At 10:35 06.03.00 -0800, Markus Scherer wrote:
>UTF-16, therefore, does not need any range checks - either you have a BMP
>code point or put it together from a surrogate pair.
except if the second character isn't a surrogate, in which case you have an
erroneously encoded string. Range check required.
> UTF-8, on the other hand, comes with the problem that for a single code
> point you have (almost always) multiple encodings,
how?
with the rule in force that no unnecessary bytes be used for encoding, I
can't see a way to make multiple UTF-8 encodings of the same string.
There exist non-valid octet strings that an UTF-8 decoder that did no range
checks might turn into a number without an error message, but that's hardly
a strange thing.
> which makes string searching, binary comparison, and security checks
> (see sections in modern RFCs about embedded NUL and control characters)
> difficult when such "irregular" sequences are used.
The embedded NUL and controls are all outlawed in properly formed UTF-8.
>I am actuall trying to put together (for ICU) macros that do the same
>operations - get code point and increment, decrement and get code point,
>etc. - with all three UTFs, and doing it "safely" with all the error
>checking is quite a pain with UTF-8. I had to move most of it into
>functions because the macros became too large. Doing another check for the
>code point <=0x10ffff does not cause any significant performance
>degradation here.

::::

*To do*.
• 1. Please extract the passage of the UTF encoding discussion starting at "with the rule" and ending at "sequences are used.".
• 2. According to the UTF encoding discussion, what is outlawed in properly formed UTF-8?
• 3. Write a continuation of the UTF encoding discussion, picking up after its final line.

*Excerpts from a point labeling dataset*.
::::

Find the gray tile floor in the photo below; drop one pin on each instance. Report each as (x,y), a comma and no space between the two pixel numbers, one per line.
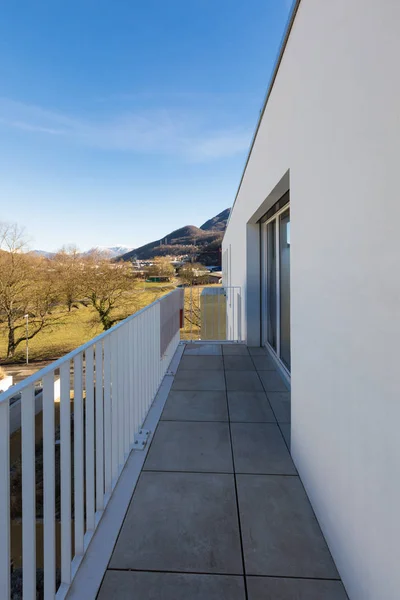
(219,511)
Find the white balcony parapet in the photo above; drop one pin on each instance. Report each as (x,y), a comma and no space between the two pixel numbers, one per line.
(111,382)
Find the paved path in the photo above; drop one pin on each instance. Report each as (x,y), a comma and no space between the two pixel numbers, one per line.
(219,511)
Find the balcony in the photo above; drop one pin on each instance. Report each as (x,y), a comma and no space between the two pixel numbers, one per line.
(170,477)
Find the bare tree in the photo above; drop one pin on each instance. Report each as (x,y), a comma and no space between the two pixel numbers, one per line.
(26,288)
(68,266)
(104,285)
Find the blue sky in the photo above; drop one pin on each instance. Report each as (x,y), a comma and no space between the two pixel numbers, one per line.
(123,120)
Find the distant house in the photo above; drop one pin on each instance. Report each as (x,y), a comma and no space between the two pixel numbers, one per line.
(157,279)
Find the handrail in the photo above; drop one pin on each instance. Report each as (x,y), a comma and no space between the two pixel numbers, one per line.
(17,389)
(107,387)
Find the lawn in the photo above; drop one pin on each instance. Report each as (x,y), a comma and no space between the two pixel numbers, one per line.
(80,325)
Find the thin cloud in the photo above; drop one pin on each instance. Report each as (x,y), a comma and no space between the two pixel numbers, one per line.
(191,134)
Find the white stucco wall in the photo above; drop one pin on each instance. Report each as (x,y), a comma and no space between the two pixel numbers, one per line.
(333,120)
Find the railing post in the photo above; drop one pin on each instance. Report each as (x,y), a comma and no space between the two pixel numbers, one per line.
(28,493)
(100,434)
(78,456)
(49,534)
(5,591)
(89,437)
(107,416)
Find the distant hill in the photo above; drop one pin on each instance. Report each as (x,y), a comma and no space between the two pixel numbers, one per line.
(203,242)
(217,223)
(107,251)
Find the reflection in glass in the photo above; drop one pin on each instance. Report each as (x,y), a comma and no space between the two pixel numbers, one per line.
(284,277)
(271,284)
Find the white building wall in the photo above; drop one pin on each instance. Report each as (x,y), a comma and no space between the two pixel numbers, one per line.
(333,120)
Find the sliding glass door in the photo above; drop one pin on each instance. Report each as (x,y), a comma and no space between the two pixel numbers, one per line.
(276,283)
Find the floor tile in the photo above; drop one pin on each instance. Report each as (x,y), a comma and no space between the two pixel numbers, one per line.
(281,536)
(238,363)
(272,381)
(234,350)
(280,403)
(257,350)
(182,522)
(285,429)
(189,446)
(271,588)
(199,380)
(195,363)
(251,407)
(203,349)
(195,406)
(260,448)
(264,363)
(119,585)
(246,381)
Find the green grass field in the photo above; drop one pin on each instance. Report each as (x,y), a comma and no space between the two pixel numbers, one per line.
(79,326)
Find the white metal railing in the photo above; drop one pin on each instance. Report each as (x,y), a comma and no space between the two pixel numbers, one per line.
(106,389)
(213,313)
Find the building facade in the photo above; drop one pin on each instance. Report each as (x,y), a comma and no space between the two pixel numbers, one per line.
(312,241)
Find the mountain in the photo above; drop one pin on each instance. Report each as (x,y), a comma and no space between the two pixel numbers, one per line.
(217,223)
(204,242)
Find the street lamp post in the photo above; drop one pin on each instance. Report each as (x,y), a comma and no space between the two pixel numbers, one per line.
(27,337)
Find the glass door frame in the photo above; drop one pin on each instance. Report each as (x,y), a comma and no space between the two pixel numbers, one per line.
(264,285)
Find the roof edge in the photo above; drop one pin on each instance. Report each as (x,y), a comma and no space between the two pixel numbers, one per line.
(278,60)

::::

*Results by task*.
• 1.
with the rule in force that no unnecessary bytes be used for encoding, I
can't see a way to make multiple UTF-8 encodings of the same string.
There exist non-valid octet strings that an UTF-8 decoder that did no range
checks might turn into a number without an error message, but that's hardly
a strange thing.
> which makes string searching, binary comparison, and security checks
> (see sections in modern RFCs about embedded NUL and control characters)
> difficult when such "irregular" sequences are used.

• 2. Embedded NUL and control characters.

• 3.
>
>It is also widely believed that a million code points are plenty. This
>makes UTF-8 unnecessarily unwieldy. With hindsight (tends to provide a
>clear view!), it would have been better to design UTF-8 such that
>
>- a code point can be encoded only in one way
done, unless I missed something
>- at most 4 bytes are used
done with 17-plane limit
>- only the actual range up to 0x10ffff is covered
of questionable value - see previous discussion
>- the decoding is easier by having a fixed format for lead bytes instead
>of the current variable-length format that requires a lookup table or
>"find first 0 bit" machine operations
a fixed format that takes less than 1 byte?
>- the C1 control set is not used for multi-byte sequences (UTF-8 was
>designed to be "File-System-Safe", not "VT-100-safe"...)
that argument I agree with....
>All this is possible and easy with 64 trail bytes and 21 lead bytes.
>However, we have to live with a suboptimal UTF-8 where we need byte-based
>encodings - no one wants a new UTF for general purpose.
agreed.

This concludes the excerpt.